== TEXT ==
1) Message boards : Number crunching : Good Riddance 2020! Challenge (Message 147543)
Posted 1 day ago by Profile GrebulonerProject donor
Well, I've learned one important lesson from this challenge:

You can't run PG on an overclocked (350W!) 10980XE, 3930k, E3v3 Xeon, their respective high powered GPUs, and a laptop, plus pfsense router, storage server, all the networking gear for the house, 4 stereos (for surround sound!), and the bedrooms' lights off of one 20A, 120V circuit. (No, they were not all in one room.)


I have a very old house where the wiring was updated to good, modern stuff in the 90s, but not, apparently, to the (then) standard of one circuit breaker per room.

The straw that broke the camel's back? I turned on the little monitor I use for direct access to the server.

There has been a relocation of hardware. >.<
2) Message boards : Number crunching : Good Riddance 2020! Challenge (Message 147508)

== EXERCISE INSTRUCTIONS ==
a - Decide whether each statement below agrees with the forum post, answering yes or no and quoting the words of the post that settle it. (i) The wiring in the house was updated in the 90s. (ii) All of the equipment was in one room. (iii) Turning on a small monitor was the final straw.
b - Reproduce the part of the forum post starting with "1) Message boards" and going on through "to the server.".

== DATASET EXTRACT ==
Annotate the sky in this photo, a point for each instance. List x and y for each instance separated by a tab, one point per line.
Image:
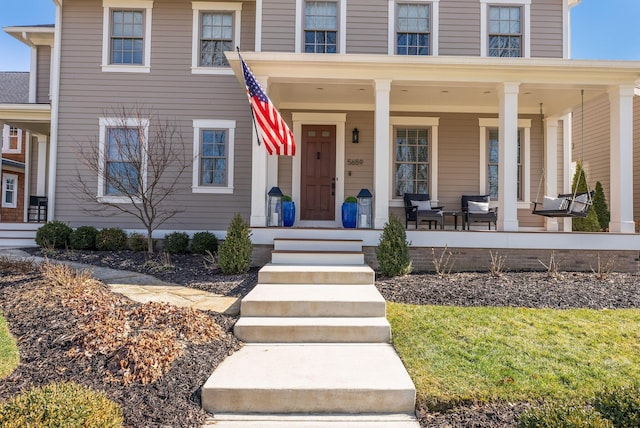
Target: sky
600	29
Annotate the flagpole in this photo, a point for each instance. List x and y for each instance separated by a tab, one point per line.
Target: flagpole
253	115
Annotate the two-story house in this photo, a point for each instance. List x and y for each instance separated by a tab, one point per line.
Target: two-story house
446	97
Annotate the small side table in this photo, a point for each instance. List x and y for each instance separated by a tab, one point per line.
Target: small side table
455	215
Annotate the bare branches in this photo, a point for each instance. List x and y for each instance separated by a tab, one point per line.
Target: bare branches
138	161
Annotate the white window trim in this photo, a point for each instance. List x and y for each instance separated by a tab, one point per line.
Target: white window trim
524	124
5	177
198	125
435	25
107	5
205	6
342	26
424	122
6	140
526	24
109	122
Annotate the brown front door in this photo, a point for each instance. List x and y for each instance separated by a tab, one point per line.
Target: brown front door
318	172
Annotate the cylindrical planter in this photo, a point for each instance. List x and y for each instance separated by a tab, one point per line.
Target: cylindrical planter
349	215
288	213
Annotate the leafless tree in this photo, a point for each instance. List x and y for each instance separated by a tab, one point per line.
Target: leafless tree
139	163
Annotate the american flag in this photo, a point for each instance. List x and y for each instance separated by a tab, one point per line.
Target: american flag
272	129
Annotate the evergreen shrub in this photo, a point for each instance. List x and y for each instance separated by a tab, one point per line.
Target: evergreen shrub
138	242
54	234
234	255
68	405
111	239
393	249
83	238
176	243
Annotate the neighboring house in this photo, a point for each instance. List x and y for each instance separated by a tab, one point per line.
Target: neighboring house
14	89
449	97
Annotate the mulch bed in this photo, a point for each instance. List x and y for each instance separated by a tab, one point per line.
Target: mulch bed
45	329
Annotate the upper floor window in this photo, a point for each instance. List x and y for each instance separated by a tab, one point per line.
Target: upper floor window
127	35
413	29
505	31
9	191
321	27
506	28
123	161
11	139
213	148
216	29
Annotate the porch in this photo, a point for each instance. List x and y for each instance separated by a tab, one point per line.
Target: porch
485	126
472	250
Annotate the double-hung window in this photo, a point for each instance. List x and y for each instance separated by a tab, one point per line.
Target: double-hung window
213	148
216	29
413	29
490	159
506	29
123	159
493	157
11	139
411	160
127	35
321	27
9	191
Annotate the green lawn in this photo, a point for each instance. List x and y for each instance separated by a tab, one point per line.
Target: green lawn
9	356
458	354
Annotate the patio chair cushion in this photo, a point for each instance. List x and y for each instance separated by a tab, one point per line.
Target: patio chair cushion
579	203
478	207
422	205
554	204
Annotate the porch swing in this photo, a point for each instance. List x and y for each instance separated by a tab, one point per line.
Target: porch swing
574	204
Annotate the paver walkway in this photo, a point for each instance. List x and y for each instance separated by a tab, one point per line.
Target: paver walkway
145	288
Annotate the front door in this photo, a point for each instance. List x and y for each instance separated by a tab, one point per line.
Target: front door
318	172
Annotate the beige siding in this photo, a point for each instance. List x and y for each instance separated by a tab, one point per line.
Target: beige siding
636	159
367	27
546	28
460	27
170	90
593	149
278	25
44	73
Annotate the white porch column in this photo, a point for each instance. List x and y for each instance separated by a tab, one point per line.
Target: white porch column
550	167
260	179
381	171
508	155
621	198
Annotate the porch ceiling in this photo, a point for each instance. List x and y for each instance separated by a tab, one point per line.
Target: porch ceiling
434	84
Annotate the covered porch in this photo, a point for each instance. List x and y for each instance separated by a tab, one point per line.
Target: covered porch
461	104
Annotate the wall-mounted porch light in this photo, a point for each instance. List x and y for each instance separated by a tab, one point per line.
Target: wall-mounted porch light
355	136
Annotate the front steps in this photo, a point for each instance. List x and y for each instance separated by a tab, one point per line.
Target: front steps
317	350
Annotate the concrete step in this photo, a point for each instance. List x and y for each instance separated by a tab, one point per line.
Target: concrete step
317	257
310	378
315	274
313	300
292	244
313	330
235	420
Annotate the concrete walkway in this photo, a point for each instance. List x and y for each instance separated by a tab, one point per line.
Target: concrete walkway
145	288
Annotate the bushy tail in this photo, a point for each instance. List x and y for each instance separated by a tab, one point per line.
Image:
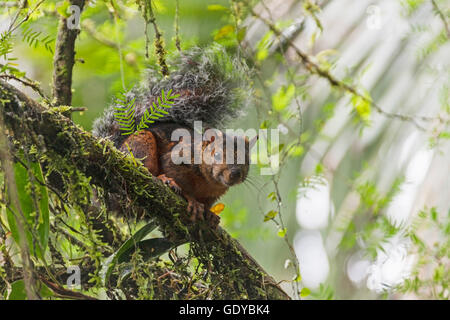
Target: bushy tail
212	86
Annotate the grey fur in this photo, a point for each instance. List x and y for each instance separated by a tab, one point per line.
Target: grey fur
218	91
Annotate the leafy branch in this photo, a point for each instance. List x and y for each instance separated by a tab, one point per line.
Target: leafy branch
125	113
316	69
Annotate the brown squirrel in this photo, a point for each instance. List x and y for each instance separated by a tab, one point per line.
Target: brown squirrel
211	89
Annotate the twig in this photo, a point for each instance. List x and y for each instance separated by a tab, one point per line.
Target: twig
442	16
316	69
64	60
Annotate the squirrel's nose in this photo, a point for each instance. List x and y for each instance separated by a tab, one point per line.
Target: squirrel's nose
235	174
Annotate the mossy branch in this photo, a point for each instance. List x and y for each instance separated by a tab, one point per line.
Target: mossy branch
236	274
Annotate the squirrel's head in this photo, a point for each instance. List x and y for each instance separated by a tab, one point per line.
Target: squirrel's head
226	159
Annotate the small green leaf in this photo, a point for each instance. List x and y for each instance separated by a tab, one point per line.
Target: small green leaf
224	31
282	98
305	292
282	232
270	215
217	7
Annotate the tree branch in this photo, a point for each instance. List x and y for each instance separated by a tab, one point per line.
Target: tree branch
235	272
64	59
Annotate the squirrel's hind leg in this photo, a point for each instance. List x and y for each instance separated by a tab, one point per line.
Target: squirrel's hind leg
143	146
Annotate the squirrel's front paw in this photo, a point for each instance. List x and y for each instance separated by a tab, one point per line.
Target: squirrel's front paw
170	182
196	209
212	219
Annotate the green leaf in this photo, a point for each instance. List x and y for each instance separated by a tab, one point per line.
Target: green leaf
305	292
18	291
150	248
224	31
217	7
116	257
282	232
282	98
270	215
37	219
362	106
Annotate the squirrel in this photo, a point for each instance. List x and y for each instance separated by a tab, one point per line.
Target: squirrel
211	88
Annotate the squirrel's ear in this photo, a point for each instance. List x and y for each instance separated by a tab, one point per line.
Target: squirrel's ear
252	142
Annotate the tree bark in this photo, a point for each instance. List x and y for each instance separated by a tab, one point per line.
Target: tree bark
64	59
233	268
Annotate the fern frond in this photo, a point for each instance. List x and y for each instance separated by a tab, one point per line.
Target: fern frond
165	101
124	114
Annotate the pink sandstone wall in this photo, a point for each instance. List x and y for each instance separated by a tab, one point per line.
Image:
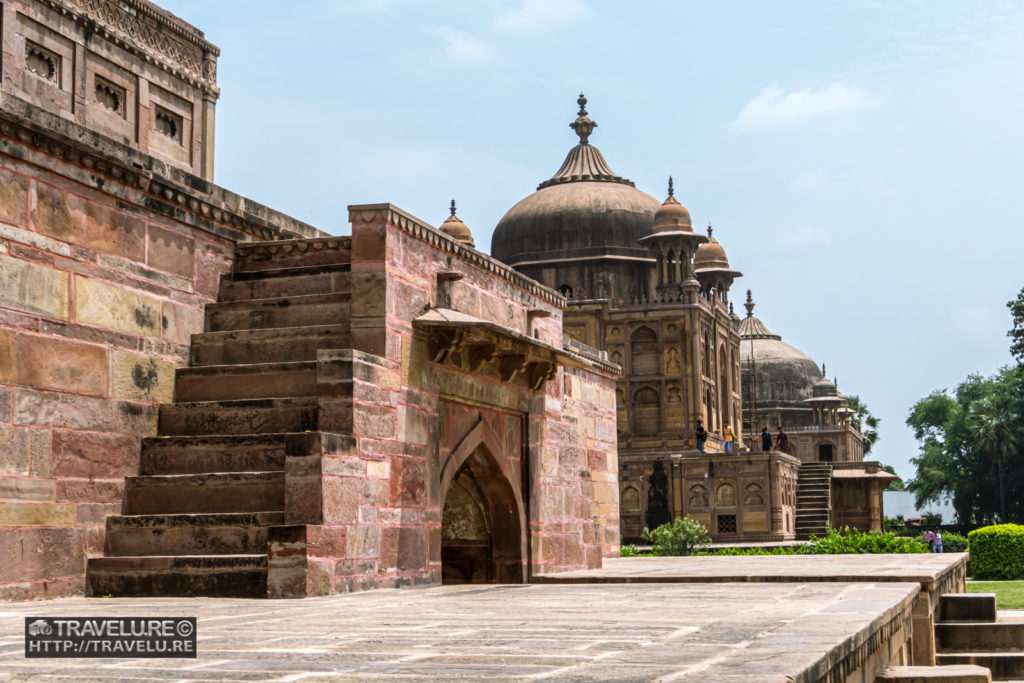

== SOLUTIONS TO THE PROBLEMS ==
a -
(i) Yes: "the wiring was updated to good, modern stuff in the 90s"
(ii) No: "(No, they were not all in one room.)"
(iii) Yes: "The straw that broke the camel's back? I turned on the little monitor I use for direct access to the server."

b -
1) Message boards : Number crunching : Good Riddance 2020! Challenge (Message 147543)
Posted 1 day ago by Profile GrebulonerProject donor
Well, I've learned one important lesson from this challenge:

You can't run PG on an overclocked (350W!) 10980XE, 3930k, E3v3 Xeon, their respective high powered GPUs, and a laptop, plus pfsense router, storage server, all the networking gear for the house, 4 stereos (for surround sound!), and the bedrooms' lights off of one 20A, 120V circuit. (No, they were not all in one room.)


I have a very old house where the wiring was updated to good, modern stuff in the 90s, but not, apparently, to the (then) standard of one circuit breaker per room.

The straw that broke the camel's back? I turned on the little monitor I use for direct access to the server.